◆ **Selection**

The structural member may be manufactured in any of several different ways. Die stamping continuous sheets of metal with semi-ellipsoid indentations can be used to create flat sheets as shown in FIG. 3, which can then be folded into the structural member along folds 22, 24, and 26. Alternatively, sheets such as those shown in FIG. 3 may be made by spray depositing steel or other metal onto a form having the shape of the sheet shown in FIG. 3. Again, the sheet would then be folded into the final configuration as shown in FIGS. 1, 2 and 4.
Once the structural member 10 is completed, added rigidity may be provided by filling the inside of the structural member with a stiffening agent. The stiffening agent may comprise any number of well-known structural hardening materials, including cement, polymeric resins, and or filler materials. Such a stiffening agent will decrease the torsional flexibility of the structural member, but will increase the overall rigidity and strength of the structural member. Of course, the stiffening agent will also increase the overall weight of the structural member, and may therefore be undesirable.
The structural member may alternatively be made by molding a durable material such as a synthetic polymeric resin into an appropriately machined mold. For small members of definite length, injection blow molding would be an appropriate fabrication method. Extrusion blow molding may also be used to produce the structural member of the present invention.
Injection molding can also be used if a solid plastic member is desired. Such a solid injection molded member would not have the torsional flexibility of the hollow member.
The structural member may be made in any convenient size, using metal or materials of appropriate thickness. In whatever size chosen, however, the semi-ellipsoid indentations present on the three sides of the member should have a size calculated to contact one another in the manner previously described when the member is completely folded.
Two alternative configurations of structural member 10 are shown in FIGS. 7 and 8, respectively. In FIG. 7, the semi-ellipsoidal indentations 38, 39, and 40 are made somewhat smaller than in the configuration shown in FIGS. 1 through 6. In the configuration shown in FIG. 7, the semi-ellipsoidal indentations do not touch one another. Consequently, there are spaces between the indentations. These spaces are occupied by rods 32. Rods 32 may be made from steel, carbon fiber, polymeric material, or other rigid material. The rods add stiffness and strength to structural member 10, while allowing form bending of the structural member.
In a still further alternative embodiment, structural member 10 can have only three rods extending therethrough as shown in FIG. 8. In this case, the semi-ellipsoidal indentations are made slightly smaller where they contact sides 12, 14, and 16, but sufficiently deep to allow the semi-ellipsoid indentations to contact one another in the center of the member.

◆ **The data**
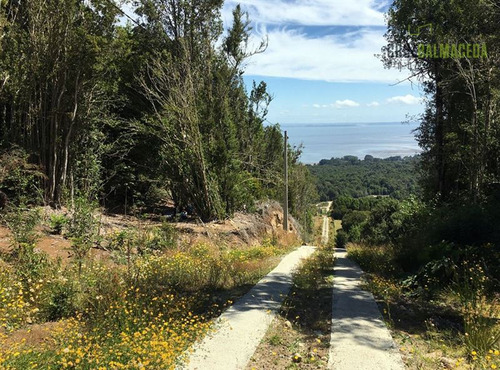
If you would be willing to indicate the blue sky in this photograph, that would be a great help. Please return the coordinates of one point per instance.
(320, 63)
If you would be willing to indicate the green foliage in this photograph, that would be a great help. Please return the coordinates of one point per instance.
(378, 260)
(156, 238)
(351, 177)
(19, 179)
(57, 223)
(22, 223)
(82, 229)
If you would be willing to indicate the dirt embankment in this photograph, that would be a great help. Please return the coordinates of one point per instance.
(244, 229)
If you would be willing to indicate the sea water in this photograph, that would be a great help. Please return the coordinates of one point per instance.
(324, 141)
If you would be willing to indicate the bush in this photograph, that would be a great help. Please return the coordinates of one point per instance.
(22, 223)
(82, 229)
(56, 223)
(379, 260)
(157, 238)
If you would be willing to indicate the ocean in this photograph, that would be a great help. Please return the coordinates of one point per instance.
(381, 140)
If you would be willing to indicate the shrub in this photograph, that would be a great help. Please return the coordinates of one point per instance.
(82, 229)
(22, 224)
(157, 238)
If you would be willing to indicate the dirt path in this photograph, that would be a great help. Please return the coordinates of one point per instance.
(240, 329)
(360, 340)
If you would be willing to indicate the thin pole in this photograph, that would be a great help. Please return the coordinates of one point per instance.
(285, 207)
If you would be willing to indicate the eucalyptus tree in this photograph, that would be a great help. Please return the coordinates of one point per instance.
(437, 41)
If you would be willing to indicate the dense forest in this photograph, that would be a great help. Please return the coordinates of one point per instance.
(349, 176)
(131, 115)
(434, 256)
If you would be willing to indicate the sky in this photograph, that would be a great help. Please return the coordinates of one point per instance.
(320, 64)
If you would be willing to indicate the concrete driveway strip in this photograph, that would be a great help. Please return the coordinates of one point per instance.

◆ **Actions to take**
a - Translate this sentence from the passage on the structural member into Spanish: "Injection molding can also be used if a solid plastic member is desired."
b - Filter the rows, keeping every line that contains the string "dirt", and treat case as significant.

◆ **Task-by-task outputs**
a - El moldeo por inyección también puede utilizarse si se desea un miembro de plástico macizo.

b -
If you would be willing to indicate the dirt embankment in this photograph, that would be a great help. Please return the coordinates of one point per instance.
If you would be willing to indicate the dirt path in this photograph, that would be a great help. Please return the coordinates of one point per instance.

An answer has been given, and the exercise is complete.